Exercise objective
Return, word for word, the part of the items that opens with the line containing "Can you find the dog" and closes with the line containing "x=95, y=186", including both of those lines.

>> Start Data provided

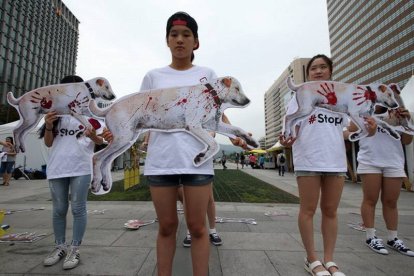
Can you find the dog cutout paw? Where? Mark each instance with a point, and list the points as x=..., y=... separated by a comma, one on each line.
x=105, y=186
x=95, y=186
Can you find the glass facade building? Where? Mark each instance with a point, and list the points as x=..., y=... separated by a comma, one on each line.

>> End Data provided
>> Start Data provided

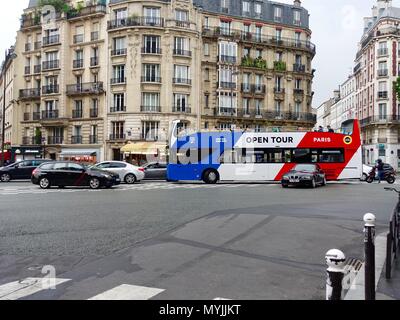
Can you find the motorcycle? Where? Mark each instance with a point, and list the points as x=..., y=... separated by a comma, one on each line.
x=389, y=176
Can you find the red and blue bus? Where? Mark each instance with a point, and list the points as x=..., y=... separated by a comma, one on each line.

>> End Data provided

Correct result
Can you find the dog cutout paw? Where? Mark each instance with a point, and list the points as x=..., y=... separated by a comma, one on each line.
x=105, y=186
x=95, y=186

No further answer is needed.